_What the task requires_
Your task is to repeat the lines below exactly, excluding any pictures they contain.

_Record set_
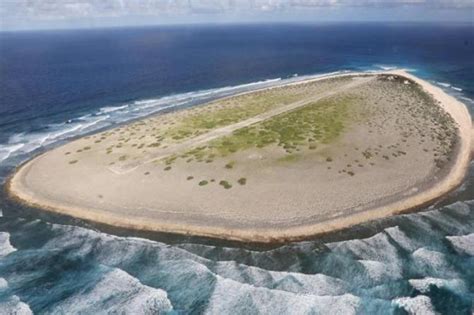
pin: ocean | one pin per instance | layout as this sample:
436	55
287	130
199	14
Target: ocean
57	85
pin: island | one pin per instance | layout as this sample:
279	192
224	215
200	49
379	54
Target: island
274	165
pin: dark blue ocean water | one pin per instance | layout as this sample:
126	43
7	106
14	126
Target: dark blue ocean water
60	84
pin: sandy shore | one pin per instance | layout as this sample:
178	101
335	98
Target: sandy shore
280	199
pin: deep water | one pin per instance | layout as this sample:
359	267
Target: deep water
58	85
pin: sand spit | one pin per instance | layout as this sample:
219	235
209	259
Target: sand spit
381	145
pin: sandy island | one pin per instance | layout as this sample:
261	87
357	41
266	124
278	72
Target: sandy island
272	165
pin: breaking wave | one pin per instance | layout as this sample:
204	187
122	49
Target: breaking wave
403	267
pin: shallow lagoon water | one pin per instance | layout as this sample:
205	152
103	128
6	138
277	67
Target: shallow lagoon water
58	85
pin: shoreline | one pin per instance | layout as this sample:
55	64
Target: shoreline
434	191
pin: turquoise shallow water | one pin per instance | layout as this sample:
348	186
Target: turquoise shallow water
59	85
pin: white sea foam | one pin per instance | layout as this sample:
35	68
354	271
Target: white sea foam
234	297
381	272
420	304
5	246
110	109
386	67
7	150
401	238
14	306
118	293
433	263
444	84
375	248
423	285
463	244
24	143
3	284
317	284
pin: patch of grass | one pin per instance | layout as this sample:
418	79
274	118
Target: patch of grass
230	165
242	181
320	122
225	184
289	158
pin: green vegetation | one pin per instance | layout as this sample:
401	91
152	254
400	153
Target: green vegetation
242	181
319	122
230	165
225	184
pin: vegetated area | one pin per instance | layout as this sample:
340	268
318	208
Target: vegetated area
374	124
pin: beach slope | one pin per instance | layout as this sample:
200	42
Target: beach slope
272	165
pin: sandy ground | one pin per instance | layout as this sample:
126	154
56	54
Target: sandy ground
387	160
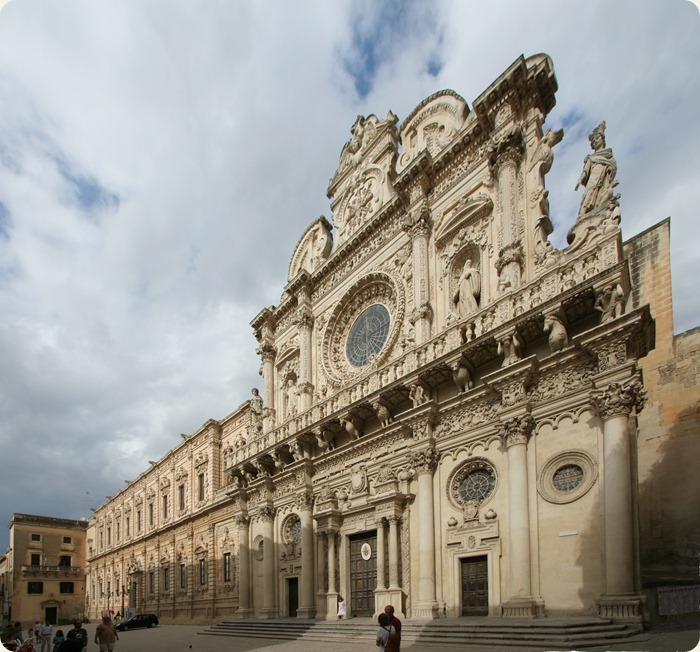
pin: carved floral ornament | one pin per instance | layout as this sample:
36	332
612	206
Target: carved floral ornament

_Complete response_
pin: ocean | one pin per instance | layout as this sample:
436	55
287	130
199	14
Target: ocean
57	85
pin: island | one pin per instance | layout as this sample:
279	192
224	215
200	49
379	54
Target: island
274	165
pin: dark blue ocean water | one pin per instance | layout as this sample:
126	43
7	106
14	126
Target: dark blue ocean water
60	84
pin: sandy shore | one pin per instance | layout as this sample:
178	101
335	98
Target: sandy shore
280	199
pin: deep water | one pin per instance | layout as this sample:
359	267
Target: deep water
58	85
pin: sand spit | one pin per instance | layout as this sample:
219	235
209	259
Target: sand spit
381	145
pin: sandy island | one pin per instance | layout as this sample:
261	87
357	41
266	124
278	72
Target: sandy island
272	165
pin: breaking wave | one pin per instance | layout as this sample:
204	187
122	49
Target: breaking wave
403	267
pin: shallow lagoon water | one pin per instance | layout as this sample:
205	152
103	128
6	138
277	67
Target: shallow lagoon water
58	85
pin: shoreline | one pin per instance | layout as this sample:
55	64
Target: shoreline
434	191
pin: turquoise shallow water | one pin per instance | layout as this sample:
348	186
Target: turquoise shallow water
59	85
pin: white sea foam | one pin per instance | layout as this sample:
35	68
354	271
Target: white sea foam
234	297
381	272
420	304
5	246
110	109
386	67
7	150
401	238
14	306
118	293
433	263
444	84
375	248
423	285
463	244
24	143
3	284
317	284
pin: patch of grass | one pin per instance | layout as this sample:
418	79
274	118
Target: patch of grass
230	165
242	181
320	122
225	184
289	158
pin: green vegetation | one pin per instance | layout as this sample:
401	91
152	254
400	153
Target: green vegetation
242	181
319	122
230	165
225	184
pin: vegetated area | one pin per instance | layout as this sample:
340	268
318	208
Target: vegetated area
374	124
pin: beach slope | one pin per instance | layout as this sample:
200	42
Target: beach slope
272	165
pin: sandy ground | one pin per instance | layout as this sample:
126	154
56	54
Target: sandy ground
387	160
pin: carved floral ornament | one pin per instance | layout as this sample:
36	332
612	206
Target: carved floral ornament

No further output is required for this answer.